- [WORK INSTRUCTIONS] This task is to restate all of the entries exactly.

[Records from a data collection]
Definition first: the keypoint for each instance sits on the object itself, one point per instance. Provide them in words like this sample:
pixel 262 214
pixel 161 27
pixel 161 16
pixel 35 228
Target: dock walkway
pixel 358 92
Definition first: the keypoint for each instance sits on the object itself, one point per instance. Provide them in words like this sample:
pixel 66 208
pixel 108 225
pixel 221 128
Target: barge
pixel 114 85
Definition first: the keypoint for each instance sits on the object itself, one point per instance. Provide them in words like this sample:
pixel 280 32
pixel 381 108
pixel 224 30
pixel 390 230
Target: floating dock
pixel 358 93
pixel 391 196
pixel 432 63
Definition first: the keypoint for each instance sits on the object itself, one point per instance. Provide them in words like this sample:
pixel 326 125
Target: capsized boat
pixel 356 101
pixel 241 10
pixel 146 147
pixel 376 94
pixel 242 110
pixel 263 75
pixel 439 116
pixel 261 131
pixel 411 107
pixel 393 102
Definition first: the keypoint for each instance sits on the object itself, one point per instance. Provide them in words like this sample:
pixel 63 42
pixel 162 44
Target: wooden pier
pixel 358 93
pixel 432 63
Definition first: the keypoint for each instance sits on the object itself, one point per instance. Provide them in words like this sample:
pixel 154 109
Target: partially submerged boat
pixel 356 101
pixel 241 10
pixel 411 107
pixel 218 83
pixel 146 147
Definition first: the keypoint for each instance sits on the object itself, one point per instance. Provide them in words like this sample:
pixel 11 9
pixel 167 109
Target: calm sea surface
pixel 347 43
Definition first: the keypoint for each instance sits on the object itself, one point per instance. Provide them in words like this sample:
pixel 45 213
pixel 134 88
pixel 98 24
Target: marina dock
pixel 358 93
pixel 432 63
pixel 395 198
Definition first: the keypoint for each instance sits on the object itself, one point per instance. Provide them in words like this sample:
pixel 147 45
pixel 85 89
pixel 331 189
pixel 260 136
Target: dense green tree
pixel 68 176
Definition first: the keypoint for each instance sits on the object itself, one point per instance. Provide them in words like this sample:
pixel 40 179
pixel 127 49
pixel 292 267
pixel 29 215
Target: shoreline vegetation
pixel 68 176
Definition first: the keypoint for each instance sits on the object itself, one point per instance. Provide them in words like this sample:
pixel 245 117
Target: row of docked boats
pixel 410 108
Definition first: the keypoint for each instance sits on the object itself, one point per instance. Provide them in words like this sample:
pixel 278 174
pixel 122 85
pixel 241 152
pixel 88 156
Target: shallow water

- [YOUR SOLUTION]
Definition first: the keypoint for each instance sits on the object itself, one point per instance. Provide them in words like this sample:
pixel 262 214
pixel 161 27
pixel 161 16
pixel 35 228
Target: dock walkway
pixel 358 92
Definition first: the keypoint for each instance sits on the object itself, one point per instance. Provide them in words like this sample:
pixel 66 208
pixel 108 225
pixel 221 128
Target: barge
pixel 114 85
Definition first: the keypoint for each instance sits on the object itself, one point per instance. Provide them in words like this sample:
pixel 280 32
pixel 381 108
pixel 224 30
pixel 390 230
Target: floating dock
pixel 358 93
pixel 391 196
pixel 432 63
Definition first: the keypoint for each instance sits on the object itself, one point per instance. Provide them in words like this sample:
pixel 326 125
Target: capsized boat
pixel 356 101
pixel 241 10
pixel 146 147
pixel 376 94
pixel 242 110
pixel 263 75
pixel 439 116
pixel 261 131
pixel 411 107
pixel 393 102
Definition first: the keypoint for each instance sits on the object itself, one point per instance. Provide them in words like this sample:
pixel 63 42
pixel 162 44
Target: wooden pier
pixel 358 93
pixel 432 63
Definition first: the keypoint for each instance sits on the object itself, one point per instance. Provide them in words like this sample:
pixel 154 109
Target: partially submerged boat
pixel 356 101
pixel 241 10
pixel 411 107
pixel 218 83
pixel 146 147
Definition first: the keypoint for each instance sits on the object itself, one point per instance. Provide them in words like this sample:
pixel 11 9
pixel 167 109
Target: calm sea surface
pixel 347 43
Definition first: the keypoint for each instance sits on the object itself, one point per instance. Provide them in words like this sample:
pixel 45 213
pixel 134 88
pixel 98 24
Target: marina dock
pixel 358 93
pixel 432 63
pixel 395 198
Definition first: the keypoint for each instance sits on the object itself, one point per instance. Provide them in words like this sample:
pixel 147 45
pixel 85 89
pixel 331 189
pixel 260 136
Target: dense green tree
pixel 68 176
Definition first: the keypoint for each instance sits on the object itself, one point per instance. Provide them in words like this sample:
pixel 40 179
pixel 127 49
pixel 292 267
pixel 29 215
Target: shoreline vegetation
pixel 68 176
Definition first: the keypoint for each instance sits on the object itself, one point per instance. Provide them in words like this sample:
pixel 245 117
Target: row of docked boats
pixel 410 108
Definition first: the keypoint for each instance sits on the object itself, one point per instance. Provide them in words like this sample:
pixel 278 174
pixel 122 85
pixel 241 152
pixel 88 156
Target: shallow water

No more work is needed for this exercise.